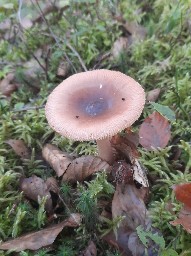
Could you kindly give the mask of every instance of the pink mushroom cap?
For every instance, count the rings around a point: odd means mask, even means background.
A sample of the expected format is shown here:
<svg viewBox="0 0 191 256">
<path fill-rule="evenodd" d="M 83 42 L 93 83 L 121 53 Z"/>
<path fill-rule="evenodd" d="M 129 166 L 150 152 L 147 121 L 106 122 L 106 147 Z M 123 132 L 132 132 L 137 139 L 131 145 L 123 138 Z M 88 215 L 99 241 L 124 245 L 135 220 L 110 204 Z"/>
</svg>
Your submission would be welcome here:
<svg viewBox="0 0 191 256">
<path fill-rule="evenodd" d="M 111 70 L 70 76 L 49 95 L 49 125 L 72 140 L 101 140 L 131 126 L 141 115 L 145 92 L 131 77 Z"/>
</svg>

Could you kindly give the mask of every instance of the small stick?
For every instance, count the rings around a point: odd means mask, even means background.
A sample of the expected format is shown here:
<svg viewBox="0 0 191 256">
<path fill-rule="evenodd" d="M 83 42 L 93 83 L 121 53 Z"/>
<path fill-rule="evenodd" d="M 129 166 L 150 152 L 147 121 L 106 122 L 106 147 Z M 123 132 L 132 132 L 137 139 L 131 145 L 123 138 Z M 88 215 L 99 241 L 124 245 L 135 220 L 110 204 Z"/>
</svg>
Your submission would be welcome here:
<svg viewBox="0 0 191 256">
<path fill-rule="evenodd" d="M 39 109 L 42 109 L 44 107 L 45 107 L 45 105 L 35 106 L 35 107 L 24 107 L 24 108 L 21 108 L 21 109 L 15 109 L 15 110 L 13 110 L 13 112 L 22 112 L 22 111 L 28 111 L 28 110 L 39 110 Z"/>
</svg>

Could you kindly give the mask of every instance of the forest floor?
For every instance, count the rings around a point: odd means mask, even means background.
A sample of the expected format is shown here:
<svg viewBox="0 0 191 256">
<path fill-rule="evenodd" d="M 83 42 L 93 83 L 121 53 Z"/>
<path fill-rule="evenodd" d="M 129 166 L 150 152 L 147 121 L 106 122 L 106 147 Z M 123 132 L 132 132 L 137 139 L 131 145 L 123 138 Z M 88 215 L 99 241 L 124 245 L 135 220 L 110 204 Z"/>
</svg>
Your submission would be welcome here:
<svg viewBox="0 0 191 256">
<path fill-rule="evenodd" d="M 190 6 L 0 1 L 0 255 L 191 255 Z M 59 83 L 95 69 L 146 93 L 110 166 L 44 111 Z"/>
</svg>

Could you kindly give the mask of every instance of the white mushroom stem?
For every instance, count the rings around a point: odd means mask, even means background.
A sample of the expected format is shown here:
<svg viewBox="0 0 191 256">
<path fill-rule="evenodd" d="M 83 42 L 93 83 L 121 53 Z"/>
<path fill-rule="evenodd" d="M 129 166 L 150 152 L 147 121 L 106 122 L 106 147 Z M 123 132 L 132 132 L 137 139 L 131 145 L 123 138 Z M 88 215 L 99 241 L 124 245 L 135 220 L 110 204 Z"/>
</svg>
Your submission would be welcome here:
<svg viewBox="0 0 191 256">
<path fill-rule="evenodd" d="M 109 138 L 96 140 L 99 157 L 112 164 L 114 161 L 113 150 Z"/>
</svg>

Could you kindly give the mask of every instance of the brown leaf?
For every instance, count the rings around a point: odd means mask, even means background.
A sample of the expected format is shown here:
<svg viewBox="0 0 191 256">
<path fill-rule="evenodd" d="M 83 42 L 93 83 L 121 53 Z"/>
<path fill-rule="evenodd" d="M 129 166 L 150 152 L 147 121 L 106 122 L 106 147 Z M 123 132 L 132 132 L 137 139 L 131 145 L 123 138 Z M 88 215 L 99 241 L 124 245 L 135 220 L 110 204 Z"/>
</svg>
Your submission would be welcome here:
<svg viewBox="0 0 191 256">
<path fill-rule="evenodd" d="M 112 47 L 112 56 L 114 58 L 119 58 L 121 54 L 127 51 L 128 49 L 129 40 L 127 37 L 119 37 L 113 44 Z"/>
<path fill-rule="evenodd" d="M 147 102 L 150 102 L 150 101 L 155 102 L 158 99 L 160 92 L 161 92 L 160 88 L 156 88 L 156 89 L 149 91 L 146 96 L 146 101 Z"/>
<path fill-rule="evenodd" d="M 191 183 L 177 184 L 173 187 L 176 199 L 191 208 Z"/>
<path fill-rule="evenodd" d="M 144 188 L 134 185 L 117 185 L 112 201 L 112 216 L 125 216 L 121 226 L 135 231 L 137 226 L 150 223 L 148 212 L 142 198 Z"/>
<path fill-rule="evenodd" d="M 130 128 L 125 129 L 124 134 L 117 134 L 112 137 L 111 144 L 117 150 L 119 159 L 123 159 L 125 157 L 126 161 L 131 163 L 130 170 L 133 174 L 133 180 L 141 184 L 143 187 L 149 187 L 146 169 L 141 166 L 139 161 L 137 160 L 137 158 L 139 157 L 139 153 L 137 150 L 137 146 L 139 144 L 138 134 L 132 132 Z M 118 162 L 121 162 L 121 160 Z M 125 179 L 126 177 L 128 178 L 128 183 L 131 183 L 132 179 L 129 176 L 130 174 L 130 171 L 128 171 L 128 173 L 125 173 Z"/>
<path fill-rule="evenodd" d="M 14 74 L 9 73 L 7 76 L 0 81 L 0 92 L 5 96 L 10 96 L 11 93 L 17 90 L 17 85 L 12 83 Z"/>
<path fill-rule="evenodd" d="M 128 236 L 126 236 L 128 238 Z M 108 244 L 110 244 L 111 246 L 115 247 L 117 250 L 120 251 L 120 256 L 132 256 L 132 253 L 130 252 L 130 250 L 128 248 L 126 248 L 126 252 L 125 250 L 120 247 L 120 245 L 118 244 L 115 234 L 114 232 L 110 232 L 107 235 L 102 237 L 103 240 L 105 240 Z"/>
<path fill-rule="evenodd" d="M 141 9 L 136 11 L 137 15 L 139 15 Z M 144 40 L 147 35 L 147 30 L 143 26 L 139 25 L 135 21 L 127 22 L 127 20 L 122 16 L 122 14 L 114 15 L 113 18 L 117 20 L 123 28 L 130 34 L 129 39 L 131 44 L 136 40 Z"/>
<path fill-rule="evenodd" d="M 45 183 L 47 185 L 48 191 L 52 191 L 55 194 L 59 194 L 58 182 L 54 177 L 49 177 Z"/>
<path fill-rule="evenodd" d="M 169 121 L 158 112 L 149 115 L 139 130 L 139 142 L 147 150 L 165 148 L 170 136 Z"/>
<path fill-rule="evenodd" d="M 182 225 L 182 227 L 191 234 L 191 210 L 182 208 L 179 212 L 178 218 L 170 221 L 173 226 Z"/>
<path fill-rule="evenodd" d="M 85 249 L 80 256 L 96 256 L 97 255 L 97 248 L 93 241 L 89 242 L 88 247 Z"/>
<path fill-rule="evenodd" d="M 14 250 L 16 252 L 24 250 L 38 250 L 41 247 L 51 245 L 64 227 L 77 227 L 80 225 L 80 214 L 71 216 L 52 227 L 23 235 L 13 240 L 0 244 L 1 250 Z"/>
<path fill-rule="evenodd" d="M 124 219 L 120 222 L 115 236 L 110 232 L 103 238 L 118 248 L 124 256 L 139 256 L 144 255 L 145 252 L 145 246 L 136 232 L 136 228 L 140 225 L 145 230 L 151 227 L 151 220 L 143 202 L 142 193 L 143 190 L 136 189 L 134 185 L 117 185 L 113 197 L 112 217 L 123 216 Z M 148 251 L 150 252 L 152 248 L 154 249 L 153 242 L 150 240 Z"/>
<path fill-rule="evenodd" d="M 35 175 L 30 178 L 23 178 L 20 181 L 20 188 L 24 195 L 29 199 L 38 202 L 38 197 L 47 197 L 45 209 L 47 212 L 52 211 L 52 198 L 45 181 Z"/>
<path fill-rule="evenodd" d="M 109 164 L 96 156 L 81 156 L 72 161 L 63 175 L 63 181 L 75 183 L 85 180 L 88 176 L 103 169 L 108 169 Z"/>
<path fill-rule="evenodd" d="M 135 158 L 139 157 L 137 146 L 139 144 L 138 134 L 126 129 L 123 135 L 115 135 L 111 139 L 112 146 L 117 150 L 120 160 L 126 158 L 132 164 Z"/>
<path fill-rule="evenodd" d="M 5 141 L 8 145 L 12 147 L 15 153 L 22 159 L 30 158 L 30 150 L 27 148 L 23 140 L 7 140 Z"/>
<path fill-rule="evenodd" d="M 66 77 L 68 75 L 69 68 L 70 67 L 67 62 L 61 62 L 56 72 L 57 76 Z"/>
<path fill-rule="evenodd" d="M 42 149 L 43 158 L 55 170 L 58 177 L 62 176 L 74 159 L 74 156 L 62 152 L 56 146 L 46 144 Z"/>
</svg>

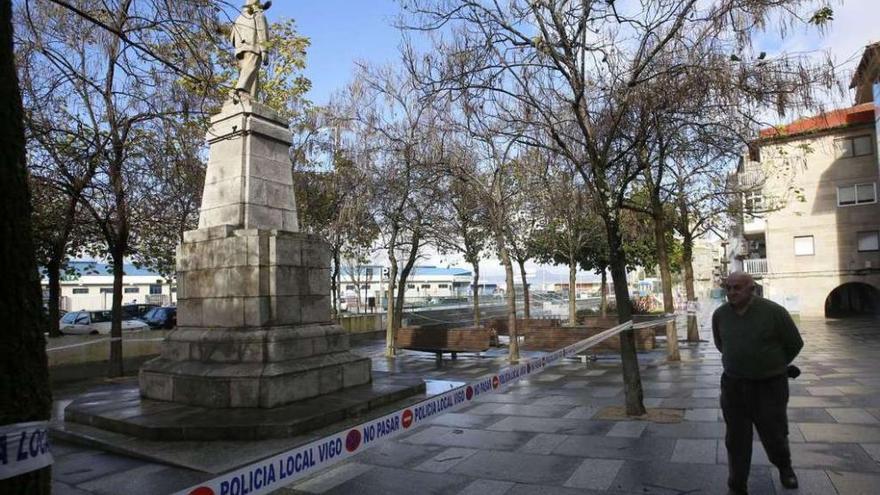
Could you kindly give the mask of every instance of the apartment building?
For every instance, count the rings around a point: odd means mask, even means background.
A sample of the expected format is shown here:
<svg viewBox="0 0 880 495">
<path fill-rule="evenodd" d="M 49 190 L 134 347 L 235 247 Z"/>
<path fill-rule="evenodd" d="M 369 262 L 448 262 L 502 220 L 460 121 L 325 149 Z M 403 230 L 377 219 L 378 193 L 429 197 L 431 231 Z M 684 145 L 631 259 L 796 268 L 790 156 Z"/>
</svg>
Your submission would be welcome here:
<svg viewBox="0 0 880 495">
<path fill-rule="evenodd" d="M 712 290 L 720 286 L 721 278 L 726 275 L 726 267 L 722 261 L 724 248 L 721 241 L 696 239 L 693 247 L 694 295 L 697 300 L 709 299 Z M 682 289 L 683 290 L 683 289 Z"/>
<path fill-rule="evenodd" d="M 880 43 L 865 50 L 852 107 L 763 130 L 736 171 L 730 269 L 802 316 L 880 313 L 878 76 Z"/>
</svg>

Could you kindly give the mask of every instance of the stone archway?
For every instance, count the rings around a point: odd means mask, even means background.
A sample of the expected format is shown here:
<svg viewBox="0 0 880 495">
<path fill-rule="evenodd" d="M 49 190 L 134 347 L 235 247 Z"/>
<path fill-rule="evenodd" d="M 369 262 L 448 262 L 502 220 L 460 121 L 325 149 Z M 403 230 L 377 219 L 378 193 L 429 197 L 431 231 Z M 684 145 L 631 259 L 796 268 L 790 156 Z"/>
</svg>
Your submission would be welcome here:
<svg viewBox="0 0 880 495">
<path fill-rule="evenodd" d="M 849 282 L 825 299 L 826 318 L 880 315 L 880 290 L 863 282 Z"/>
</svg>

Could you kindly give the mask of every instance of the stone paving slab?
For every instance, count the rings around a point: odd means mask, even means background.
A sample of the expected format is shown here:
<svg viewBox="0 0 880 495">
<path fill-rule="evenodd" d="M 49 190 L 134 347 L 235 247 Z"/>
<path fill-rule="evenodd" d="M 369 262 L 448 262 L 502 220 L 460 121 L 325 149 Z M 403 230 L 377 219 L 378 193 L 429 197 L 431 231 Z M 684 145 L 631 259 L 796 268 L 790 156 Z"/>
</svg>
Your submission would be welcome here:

════════

What this exercise asks for is every line of the data above with the word "stone".

Could you kindly give the mask of every instance of the stone archway?
Could you kindly give the mask of every instance of the stone paving slab?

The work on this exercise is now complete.